### Given data
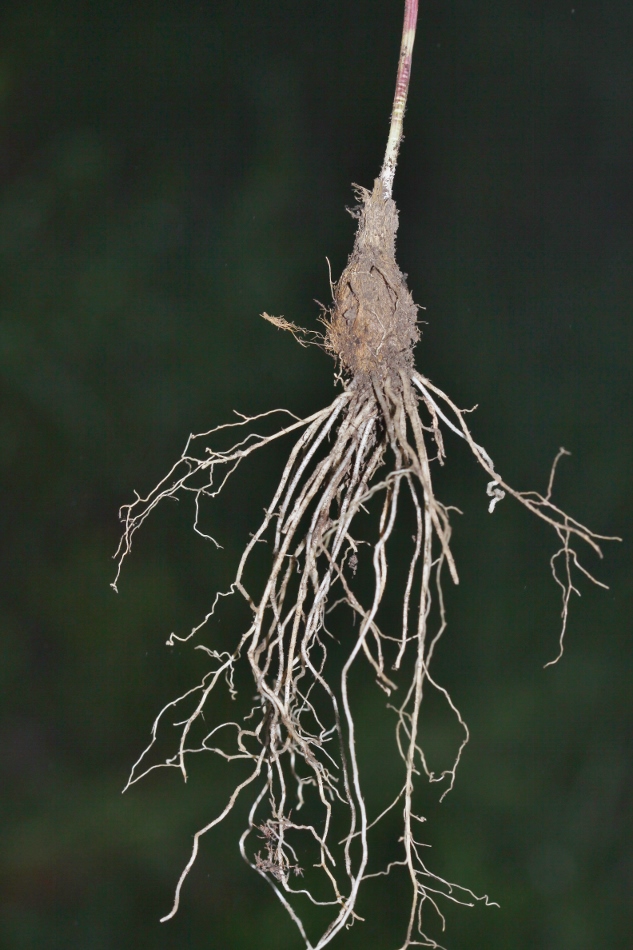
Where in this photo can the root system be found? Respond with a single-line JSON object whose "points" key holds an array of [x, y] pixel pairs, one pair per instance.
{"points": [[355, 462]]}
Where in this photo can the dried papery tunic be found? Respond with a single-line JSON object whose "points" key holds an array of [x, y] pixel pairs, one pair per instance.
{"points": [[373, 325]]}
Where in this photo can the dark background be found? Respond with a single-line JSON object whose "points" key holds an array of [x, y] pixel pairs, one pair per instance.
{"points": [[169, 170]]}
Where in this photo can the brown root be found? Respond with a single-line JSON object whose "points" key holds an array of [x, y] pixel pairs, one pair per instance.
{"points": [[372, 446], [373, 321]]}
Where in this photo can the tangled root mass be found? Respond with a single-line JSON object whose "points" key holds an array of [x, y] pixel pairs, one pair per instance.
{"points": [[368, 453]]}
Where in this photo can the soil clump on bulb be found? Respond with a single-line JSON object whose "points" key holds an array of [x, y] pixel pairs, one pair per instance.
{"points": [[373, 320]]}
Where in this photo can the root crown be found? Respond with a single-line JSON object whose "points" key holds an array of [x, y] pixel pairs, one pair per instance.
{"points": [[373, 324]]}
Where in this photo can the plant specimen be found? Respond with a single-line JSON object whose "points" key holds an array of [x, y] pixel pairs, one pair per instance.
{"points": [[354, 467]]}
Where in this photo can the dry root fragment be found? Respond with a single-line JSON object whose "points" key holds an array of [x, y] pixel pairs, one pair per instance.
==
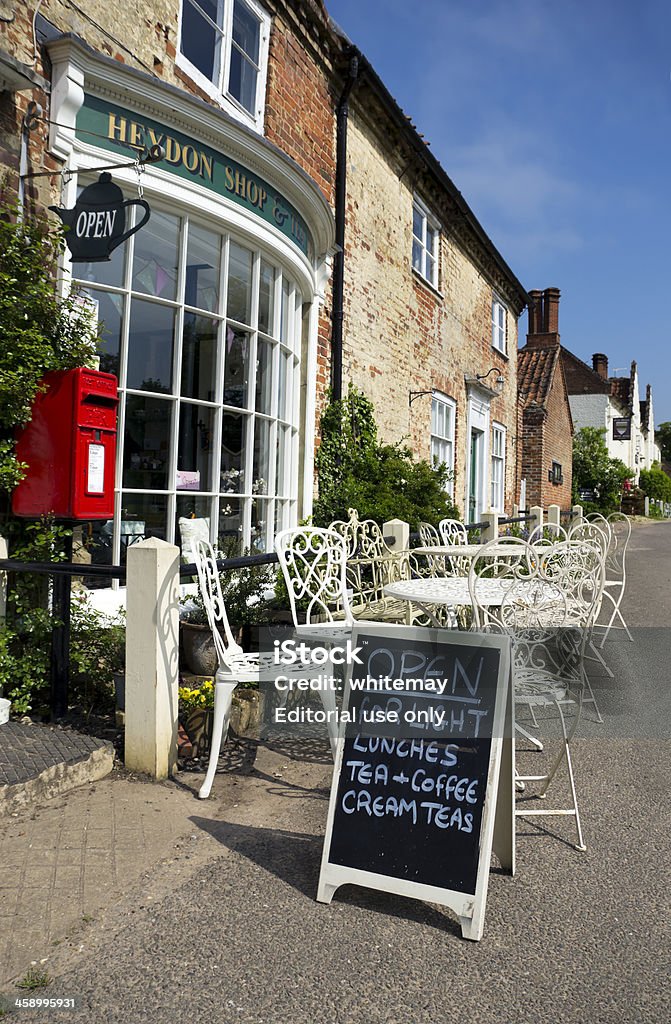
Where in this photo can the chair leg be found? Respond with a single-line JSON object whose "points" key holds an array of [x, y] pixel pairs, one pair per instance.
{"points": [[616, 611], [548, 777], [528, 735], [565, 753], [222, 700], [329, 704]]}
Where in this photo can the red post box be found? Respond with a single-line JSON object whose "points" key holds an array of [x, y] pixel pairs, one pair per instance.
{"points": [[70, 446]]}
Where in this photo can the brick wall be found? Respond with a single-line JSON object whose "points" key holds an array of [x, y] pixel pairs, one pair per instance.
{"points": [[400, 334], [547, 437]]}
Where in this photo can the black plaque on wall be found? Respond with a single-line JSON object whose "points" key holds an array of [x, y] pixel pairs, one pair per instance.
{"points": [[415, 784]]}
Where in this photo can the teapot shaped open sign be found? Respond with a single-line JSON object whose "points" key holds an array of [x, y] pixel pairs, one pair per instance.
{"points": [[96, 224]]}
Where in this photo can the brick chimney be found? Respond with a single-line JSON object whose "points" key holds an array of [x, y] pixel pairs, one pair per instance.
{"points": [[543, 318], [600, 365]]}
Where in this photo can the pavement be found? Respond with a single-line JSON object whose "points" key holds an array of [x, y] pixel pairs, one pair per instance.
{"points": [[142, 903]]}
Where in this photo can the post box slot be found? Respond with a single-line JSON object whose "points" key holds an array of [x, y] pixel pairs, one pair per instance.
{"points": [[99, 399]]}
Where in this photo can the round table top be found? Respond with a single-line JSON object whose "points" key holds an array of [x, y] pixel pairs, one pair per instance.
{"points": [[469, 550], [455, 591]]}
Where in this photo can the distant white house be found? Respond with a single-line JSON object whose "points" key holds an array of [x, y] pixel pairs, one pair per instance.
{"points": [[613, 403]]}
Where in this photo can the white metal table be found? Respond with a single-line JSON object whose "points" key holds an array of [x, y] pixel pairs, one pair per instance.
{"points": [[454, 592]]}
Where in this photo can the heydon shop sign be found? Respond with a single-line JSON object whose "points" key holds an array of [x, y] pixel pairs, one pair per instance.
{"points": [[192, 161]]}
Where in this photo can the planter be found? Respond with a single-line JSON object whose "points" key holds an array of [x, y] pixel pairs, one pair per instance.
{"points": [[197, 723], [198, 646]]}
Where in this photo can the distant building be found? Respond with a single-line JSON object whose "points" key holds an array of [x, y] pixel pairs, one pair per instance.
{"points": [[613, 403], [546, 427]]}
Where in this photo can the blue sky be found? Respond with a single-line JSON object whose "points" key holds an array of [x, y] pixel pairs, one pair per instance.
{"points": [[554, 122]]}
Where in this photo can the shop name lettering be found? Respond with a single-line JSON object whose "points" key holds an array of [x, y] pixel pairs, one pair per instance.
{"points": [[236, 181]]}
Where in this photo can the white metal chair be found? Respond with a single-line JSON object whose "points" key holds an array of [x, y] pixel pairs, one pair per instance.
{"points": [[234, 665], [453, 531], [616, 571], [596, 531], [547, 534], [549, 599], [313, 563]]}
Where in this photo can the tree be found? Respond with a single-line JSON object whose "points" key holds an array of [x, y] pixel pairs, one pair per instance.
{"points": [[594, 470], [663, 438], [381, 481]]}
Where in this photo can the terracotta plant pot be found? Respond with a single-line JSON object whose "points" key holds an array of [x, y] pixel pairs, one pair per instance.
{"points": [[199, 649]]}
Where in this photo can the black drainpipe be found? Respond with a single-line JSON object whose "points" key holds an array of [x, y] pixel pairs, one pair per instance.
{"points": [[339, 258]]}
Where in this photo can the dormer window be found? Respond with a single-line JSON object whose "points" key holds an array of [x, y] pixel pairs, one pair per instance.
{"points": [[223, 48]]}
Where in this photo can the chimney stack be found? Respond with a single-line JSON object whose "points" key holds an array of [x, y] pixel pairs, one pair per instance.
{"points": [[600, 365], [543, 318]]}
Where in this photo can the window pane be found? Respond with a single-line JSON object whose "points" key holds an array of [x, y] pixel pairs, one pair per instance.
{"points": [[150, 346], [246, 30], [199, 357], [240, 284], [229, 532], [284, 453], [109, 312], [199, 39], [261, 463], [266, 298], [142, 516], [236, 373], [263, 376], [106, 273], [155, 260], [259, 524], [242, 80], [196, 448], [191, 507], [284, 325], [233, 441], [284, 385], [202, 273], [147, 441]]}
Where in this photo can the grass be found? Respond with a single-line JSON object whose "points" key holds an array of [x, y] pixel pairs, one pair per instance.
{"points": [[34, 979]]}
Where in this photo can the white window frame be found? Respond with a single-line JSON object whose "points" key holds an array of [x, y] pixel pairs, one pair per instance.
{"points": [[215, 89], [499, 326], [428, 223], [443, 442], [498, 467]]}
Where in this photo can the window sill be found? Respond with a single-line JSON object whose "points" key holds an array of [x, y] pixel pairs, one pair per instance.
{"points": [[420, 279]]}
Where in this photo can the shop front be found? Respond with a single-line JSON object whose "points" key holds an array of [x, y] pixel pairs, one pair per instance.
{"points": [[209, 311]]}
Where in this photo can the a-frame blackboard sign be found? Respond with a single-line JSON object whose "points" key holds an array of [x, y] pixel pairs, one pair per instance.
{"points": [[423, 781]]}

### Goal
Please count the lines of the data above that contain the string "wall", matching case exactly, and reply with that number alone.

### Answer to the problem
2